Tradisi Salam Tempel, Sejarah, dan Dampak Positifnya

| 28 Mar 2023 22:05
Tradisi Salam Tempel, Sejarah, dan Dampak Positifnya
Artis membagikan uang saat Idulfitri di lingkungan rumahnya (antaranews)

ERA.id - Tradisi salam tempel merupakan salah satu kebiasaan masyarakat Indonesia saat Lebaran atau Idulfitri. Ini menjadi kebiasaan yang tak kalah populer dari memasak opor dan beli pakaian baru.

Dalam KBBI, salam tempel merupakan kiasan yang memiliki arti salam yang disertai uang (atau amplop berisi uang) dan sebagainya yang diselipkan dalam tangan orang yang disalami. Salam tempel bisa dilakukan dalam berbagai kesempatan. Saat Lebaran, ini menjadi tradisi berupa pemberian uang (secara cuma-cuma) kepada orang lain, biasanya oleh orang dewasa kepada anak kecil.

Ilustrasi anak menyimpan uang (freepik)

Sejarah Tradisi Salam Tempel

Kegiatan bagi-bagi uang pada Idulfitri bukan pertama kali ada di Indonesia. Tradisi ini sudah ada sejak abab pertengahan, tepatnya pada masa Khalifah Dinasti Fatimiyah di Afrika Utara, dilansir Cash Matters.

Pada masa tersebut, terdapat tradisi membagikan uang, pakaian, atau permen kepada anak-anak dan masyarakat umum ketika Idulfitri hari pertama. Kemudian, pada masa akhir Kesultanan Utsmaniyah (Ottoman)—sekitar lima abad kemudian—bagi-bagi saat Lebaran mengalami perubahan. Yang dibagikan hanya uang tunai. Selain itu, orang yang diberi berubah menjadi hanya lingkungan keluarga.

# CUPLIKAN DATA:
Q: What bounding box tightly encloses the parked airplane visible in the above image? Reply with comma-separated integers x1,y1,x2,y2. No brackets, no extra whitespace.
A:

# URAIAN TUGAS 1:
Ganti "anak kecil" dengan "anak-anak" saat menyalin teks tentang salam tempel dari "Dalam KBBI, salam" sampai "menyimpan uang (freepik)".
# URAIAN TUGAS 2:
Ringkas paragraf dalam teks tentang salam tempel yang diawali "Pada masa tersebut" menjadi daftar poin yang tetap memuat fakta utamanya.
Materi ini diambil dari sumber yang berbeda.

# JAWABAN LATIHAN 1:
Dalam KBBI, salam tempel merupakan kiasan yang memiliki arti salam yang disertai uang (atau amplop berisi uang) dan sebagainya yang diselipkan dalam tangan orang yang disalami. Salam tempel bisa dilakukan dalam berbagai kesempatan. Saat Lebaran, ini menjadi tradisi berupa pemberian uang (secara cuma-cuma) kepada orang lain, biasanya oleh orang dewasa kepada anak-anak.

Ilustrasi anak menyimpan uang (freepik)

# JAWABAN LATIHAN 2:
- Pada masa Dinasti Fatimiyah, uang, pakaian, atau permen dibagikan kepada anak-anak dan masyarakat umum pada hari pertama Idulfitri.
- Pada masa akhir Kesultanan Utsmaniyah (Ottoman), sekitar lima abad kemudian, tradisi ini berubah.
- Yang dibagikan hanya uang tunai.
- Penerimanya hanya lingkungan keluarga.